━━━━━ Data records
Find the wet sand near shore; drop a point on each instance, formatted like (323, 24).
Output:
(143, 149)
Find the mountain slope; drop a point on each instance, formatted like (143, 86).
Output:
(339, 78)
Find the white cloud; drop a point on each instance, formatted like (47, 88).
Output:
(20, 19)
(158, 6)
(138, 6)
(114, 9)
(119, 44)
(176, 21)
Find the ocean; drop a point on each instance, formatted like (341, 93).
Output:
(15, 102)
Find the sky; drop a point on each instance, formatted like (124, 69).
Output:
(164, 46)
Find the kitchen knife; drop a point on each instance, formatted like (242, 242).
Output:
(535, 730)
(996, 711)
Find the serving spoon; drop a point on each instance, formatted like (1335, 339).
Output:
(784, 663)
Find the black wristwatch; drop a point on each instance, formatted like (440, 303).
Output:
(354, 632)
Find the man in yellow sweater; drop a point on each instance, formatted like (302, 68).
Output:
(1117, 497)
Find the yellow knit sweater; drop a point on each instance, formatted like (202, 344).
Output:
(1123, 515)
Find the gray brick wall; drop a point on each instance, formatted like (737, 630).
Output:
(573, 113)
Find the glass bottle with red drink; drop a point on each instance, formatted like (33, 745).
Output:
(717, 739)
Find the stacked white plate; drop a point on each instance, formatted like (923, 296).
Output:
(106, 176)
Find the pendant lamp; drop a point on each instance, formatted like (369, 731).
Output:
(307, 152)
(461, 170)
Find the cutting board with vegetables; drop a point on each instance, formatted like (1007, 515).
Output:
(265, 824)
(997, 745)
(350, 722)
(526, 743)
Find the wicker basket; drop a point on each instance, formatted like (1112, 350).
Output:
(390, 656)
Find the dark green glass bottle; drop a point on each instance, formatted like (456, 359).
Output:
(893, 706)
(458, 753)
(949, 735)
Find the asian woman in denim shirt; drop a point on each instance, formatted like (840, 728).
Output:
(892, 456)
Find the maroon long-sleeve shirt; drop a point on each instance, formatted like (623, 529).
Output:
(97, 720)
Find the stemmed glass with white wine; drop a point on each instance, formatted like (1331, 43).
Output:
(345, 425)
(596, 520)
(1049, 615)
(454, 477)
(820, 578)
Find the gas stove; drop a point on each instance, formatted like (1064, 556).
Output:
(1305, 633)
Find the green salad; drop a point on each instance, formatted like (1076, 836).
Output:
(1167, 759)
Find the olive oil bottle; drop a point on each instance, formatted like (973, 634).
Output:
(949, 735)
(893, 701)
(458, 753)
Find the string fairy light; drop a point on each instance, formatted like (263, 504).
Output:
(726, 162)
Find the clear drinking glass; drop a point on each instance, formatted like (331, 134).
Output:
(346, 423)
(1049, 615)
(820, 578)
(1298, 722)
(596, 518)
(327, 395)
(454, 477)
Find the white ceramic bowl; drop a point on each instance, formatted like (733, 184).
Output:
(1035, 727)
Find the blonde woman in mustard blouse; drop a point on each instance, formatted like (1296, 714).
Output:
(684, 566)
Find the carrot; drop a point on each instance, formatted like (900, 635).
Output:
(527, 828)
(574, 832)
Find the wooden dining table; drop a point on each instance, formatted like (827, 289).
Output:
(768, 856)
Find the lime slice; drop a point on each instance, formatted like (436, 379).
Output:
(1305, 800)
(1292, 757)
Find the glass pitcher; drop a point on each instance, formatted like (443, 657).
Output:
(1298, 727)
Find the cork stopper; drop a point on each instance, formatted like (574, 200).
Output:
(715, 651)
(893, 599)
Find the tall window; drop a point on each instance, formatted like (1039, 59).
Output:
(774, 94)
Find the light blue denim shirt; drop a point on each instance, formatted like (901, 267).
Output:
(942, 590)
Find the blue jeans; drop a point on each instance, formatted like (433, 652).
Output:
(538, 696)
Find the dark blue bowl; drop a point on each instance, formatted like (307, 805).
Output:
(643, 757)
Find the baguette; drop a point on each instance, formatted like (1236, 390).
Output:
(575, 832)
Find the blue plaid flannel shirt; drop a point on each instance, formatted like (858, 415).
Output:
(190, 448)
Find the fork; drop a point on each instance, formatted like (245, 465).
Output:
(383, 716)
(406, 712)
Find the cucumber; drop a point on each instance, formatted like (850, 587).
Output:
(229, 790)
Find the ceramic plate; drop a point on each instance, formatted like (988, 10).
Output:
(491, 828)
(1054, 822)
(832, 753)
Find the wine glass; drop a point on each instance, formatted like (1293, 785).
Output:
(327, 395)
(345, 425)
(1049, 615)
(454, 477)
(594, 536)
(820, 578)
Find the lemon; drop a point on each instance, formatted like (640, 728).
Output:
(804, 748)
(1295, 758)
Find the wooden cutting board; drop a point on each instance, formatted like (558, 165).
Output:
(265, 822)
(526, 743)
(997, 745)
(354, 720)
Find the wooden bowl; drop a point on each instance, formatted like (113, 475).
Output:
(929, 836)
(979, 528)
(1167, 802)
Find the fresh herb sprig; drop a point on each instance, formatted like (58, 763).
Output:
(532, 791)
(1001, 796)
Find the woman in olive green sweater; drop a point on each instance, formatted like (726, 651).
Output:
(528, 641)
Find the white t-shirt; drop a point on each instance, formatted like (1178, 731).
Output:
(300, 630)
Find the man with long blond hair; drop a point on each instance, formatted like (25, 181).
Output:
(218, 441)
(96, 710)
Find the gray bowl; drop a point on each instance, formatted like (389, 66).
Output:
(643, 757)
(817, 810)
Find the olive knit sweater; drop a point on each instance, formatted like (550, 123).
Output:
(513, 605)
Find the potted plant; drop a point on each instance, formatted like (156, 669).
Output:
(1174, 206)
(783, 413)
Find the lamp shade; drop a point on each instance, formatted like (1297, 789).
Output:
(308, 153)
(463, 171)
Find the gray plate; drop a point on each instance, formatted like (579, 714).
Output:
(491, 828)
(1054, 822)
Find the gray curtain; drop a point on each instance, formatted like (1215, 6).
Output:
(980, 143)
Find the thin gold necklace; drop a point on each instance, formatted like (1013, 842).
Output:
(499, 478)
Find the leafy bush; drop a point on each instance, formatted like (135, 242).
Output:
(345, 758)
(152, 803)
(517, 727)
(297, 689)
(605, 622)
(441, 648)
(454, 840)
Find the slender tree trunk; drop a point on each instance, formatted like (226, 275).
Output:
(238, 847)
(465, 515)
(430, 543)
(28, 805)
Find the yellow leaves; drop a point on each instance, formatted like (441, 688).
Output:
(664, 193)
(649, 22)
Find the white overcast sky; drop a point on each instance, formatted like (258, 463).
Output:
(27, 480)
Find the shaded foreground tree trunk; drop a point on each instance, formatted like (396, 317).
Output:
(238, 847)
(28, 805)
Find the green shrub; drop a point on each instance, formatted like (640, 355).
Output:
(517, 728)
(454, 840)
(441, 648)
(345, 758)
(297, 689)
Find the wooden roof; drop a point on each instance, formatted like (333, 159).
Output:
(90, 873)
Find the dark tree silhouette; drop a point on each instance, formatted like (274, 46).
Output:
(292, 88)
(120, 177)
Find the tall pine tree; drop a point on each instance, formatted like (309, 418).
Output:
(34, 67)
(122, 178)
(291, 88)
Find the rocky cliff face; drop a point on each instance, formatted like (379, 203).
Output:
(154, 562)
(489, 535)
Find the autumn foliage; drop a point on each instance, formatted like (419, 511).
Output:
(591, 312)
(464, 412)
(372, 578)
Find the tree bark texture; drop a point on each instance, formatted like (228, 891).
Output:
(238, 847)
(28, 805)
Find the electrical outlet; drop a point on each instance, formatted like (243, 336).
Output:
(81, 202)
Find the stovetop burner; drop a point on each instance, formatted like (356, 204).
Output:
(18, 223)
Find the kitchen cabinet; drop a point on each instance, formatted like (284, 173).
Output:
━━━━━━━━━━
* Exercise description *
Every entry above should be transcribed exactly as it appears.

* Response *
Find the wet sand near shore; drop a point on each instance, formatted like (323, 24).
Output:
(143, 149)
Find the mountain slope; drop a point on each instance, formatted like (143, 86).
Output:
(339, 78)
Find the white cloud; drop a point on each instance, formatted like (47, 88).
Output:
(20, 19)
(158, 6)
(138, 6)
(114, 9)
(119, 44)
(176, 21)
Find the ocean; drop a point on each instance, formatted like (341, 93).
Output:
(15, 102)
Find the sky; drop a point on each instance, formatted like (124, 69).
Output:
(164, 46)
Find the kitchen knife; drop a point on each instance, formatted like (242, 242).
Output:
(535, 730)
(996, 711)
Find the serving spoon; drop a point on each instance, formatted like (1335, 339).
Output:
(784, 663)
Find the black wristwatch; drop a point on each instance, formatted like (440, 303).
Output:
(354, 632)
Find the man in yellow sweater; drop a point on each instance, formatted like (302, 68).
Output:
(1117, 497)
Find the yellow knit sweater; drop a point on each instance, formatted like (202, 344).
Output:
(1123, 515)
Find the gray brick wall; drop a point on each instance, formatted like (737, 630).
Output:
(573, 113)
Find the glass bottle with red drink; drop a point on each instance, formatted like (33, 745).
Output:
(717, 739)
Find the stacked white plate; drop a point on each instance, formatted like (923, 296).
Output:
(106, 176)
Find the pendant lamp; drop a point on each instance, formatted like (369, 731).
Output:
(307, 152)
(461, 170)
Find the cutting board with vegetables; drop a point on each instance, formatted like (1007, 515).
Output:
(265, 824)
(997, 745)
(350, 722)
(526, 743)
Find the wicker basket; drop a point on each instance, formatted like (1112, 350).
Output:
(390, 656)
Find the dark green glass bottle; drop a point on each instance, formatted like (456, 359).
Output:
(893, 706)
(458, 753)
(949, 735)
Find the asian woman in denim shirt; drop a point on each instance, formatted like (840, 728).
Output:
(892, 456)
Find the maroon long-sleeve shirt; drop a point on each instance, formatted like (623, 529).
Output:
(97, 720)
Find the stemmed glass with white wine; drop a point on each instance, formatted like (1331, 43).
Output:
(345, 425)
(596, 520)
(1049, 615)
(454, 477)
(820, 578)
Find the gas stove; drop a point on each instance, formatted like (1064, 556).
Output:
(1305, 633)
Find the green salad; drop a point on each instance, formatted like (1076, 836).
Output:
(1167, 759)
Find the olive oil bottle; drop a point on each instance, formatted like (973, 634).
Output:
(949, 735)
(893, 701)
(458, 753)
Find the string fairy light; drop a point on each instance, formatted like (263, 504).
Output:
(726, 162)
Find the clear drinking glass; drop a point on each instance, formatted like (331, 134).
Output:
(346, 423)
(1049, 615)
(820, 578)
(1298, 722)
(596, 518)
(327, 395)
(454, 477)
Find the white ceramic bowl; drop a point on each instance, formatted like (733, 184).
Output:
(1035, 727)
Find the blonde woman in mustard blouse; drop a point on each instance, formatted like (1296, 714).
Output:
(684, 566)
Find the carrot; drop a point on each instance, formatted like (900, 635).
Output:
(527, 828)
(574, 832)
Find the wooden dining table; drop a point on each instance, formatted like (827, 289).
Output:
(768, 856)
Find the lime slice; drop a point on each instance, formatted like (436, 379).
Output:
(1305, 800)
(1292, 757)
Find the glass pitcher; drop a point on each instance, formatted like (443, 657).
Output:
(1298, 727)
Find the cork stopper; drop a point on each instance, formatted like (574, 200).
Output:
(715, 651)
(893, 599)
Find the tall window; drop a point on each instance, formatted like (1039, 59).
Output:
(774, 94)
Find the light blue denim shirt; drop a point on each instance, formatted like (901, 267).
Output:
(942, 590)
Find the blue jeans; drop a point on each instance, formatted like (433, 652).
Output:
(538, 696)
Find the dark blue bowl; drop a point on each instance, formatted like (307, 805).
Output:
(643, 757)
Find the baguette; drop a point on each instance, formatted like (1236, 390).
Output:
(575, 832)
Find the blue plaid flannel shirt; drop a point on each instance, formatted like (858, 415).
Output:
(190, 448)
Find the fork; drop a point on each instance, formatted like (245, 465).
Output:
(383, 716)
(406, 712)
Find the cucumber; drop a point on each instance, formatted like (850, 587).
Output:
(229, 790)
Find the ceramic plate; drop a point on each instance, formatted like (988, 10).
Output:
(491, 828)
(1054, 822)
(832, 753)
Find the wine glass; drop a point on each instance, formatted like (1293, 785).
Output:
(327, 395)
(345, 425)
(1049, 615)
(454, 477)
(594, 536)
(820, 578)
Find the lemon; drop a point on each instance, formatted like (640, 728).
Output:
(804, 748)
(1295, 758)
Find the wooden cutting board; drop a point on each instance, formatted like (558, 165).
Output:
(265, 822)
(526, 743)
(997, 745)
(354, 720)
Find the wooden bowl; drop a point on each instance, formatted like (113, 475).
Output:
(929, 836)
(979, 528)
(1167, 802)
Find the fresh herb sprig; drop a point on each instance, formatted like (58, 763).
Output:
(532, 791)
(1001, 796)
Find the woman in olive green sweater; drop a point on each instance, formatted like (726, 651).
Output:
(528, 641)
Find the white t-shirt; drop a point on each instance, formatted like (1178, 731).
Output:
(300, 630)
Find the man with long blond hair; drop a point on each instance, formatted like (25, 181).
Output:
(218, 441)
(96, 710)
Find the gray bowl; drop a point on each instance, formatted like (389, 66).
Output:
(643, 757)
(817, 810)
Find the olive knit sweater; drop a point on each instance, formatted like (550, 123).
Output:
(513, 605)
Find the potted plant; drop a point on each instance, formatted like (156, 669).
Output:
(1174, 206)
(783, 413)
Find the lamp shade; drop a point on each instance, formatted like (1297, 789).
Output:
(308, 153)
(463, 171)
Find the gray plate; drop a point on each instance, formatted like (579, 714).
Output:
(491, 828)
(1054, 822)
Find the gray curtain; drop a point on each instance, formatted like (1215, 6).
Output:
(980, 143)
Find the thin gold necklace; drop a point on each instance, formatted like (1013, 842).
Output:
(499, 478)
Find the leafy bush; drop a point on each instance, formatted like (135, 242).
Output:
(345, 758)
(152, 803)
(517, 727)
(297, 689)
(605, 622)
(441, 648)
(454, 840)
Find the slender tree trunk; drop a point on each instance, formatted like (226, 275).
Output:
(238, 847)
(465, 515)
(430, 543)
(28, 805)
Find the yellow leaves; drop a point on each instance, formatted like (441, 688).
Output:
(664, 193)
(649, 22)
Find the white overcast sky; drop a point on each instance, formatted like (258, 463).
Output:
(27, 480)
Find the shaded foreground tree trunk; drop a point on each instance, formatted like (396, 317).
Output:
(238, 847)
(28, 805)
Find the green shrub; drop a point on each instance, formatted like (640, 355).
Output:
(517, 728)
(454, 840)
(441, 648)
(345, 758)
(297, 689)
Find the wooden roof; drop a point on each instance, formatted like (333, 159).
Output:
(90, 873)
Find the dark tree silhouette; drop a point on each instance, formatted like (274, 46).
Output:
(292, 88)
(120, 177)
Find the tall pine tree; drop a point on each instance, formatted like (309, 418).
Output:
(34, 67)
(122, 178)
(291, 88)
Find the rocky cliff face; drop a point on each instance, formatted like (379, 203).
Output:
(154, 562)
(489, 535)
Find the autumn foliage; drop a point on each instance, formatted like (419, 511).
Output:
(591, 312)
(464, 412)
(372, 578)
Find the tree bark texture; drop a point on each instance, formatted like (228, 891).
Output:
(238, 847)
(28, 805)
Find the electrical outlet; drop a point on each instance, formatted like (243, 336).
Output:
(81, 202)
Find the stovetop burner; drop a point on each instance, formatted like (356, 204).
Output:
(18, 223)
Find the kitchen cabinet; drop a point on each instance, formatted like (284, 173).
Output:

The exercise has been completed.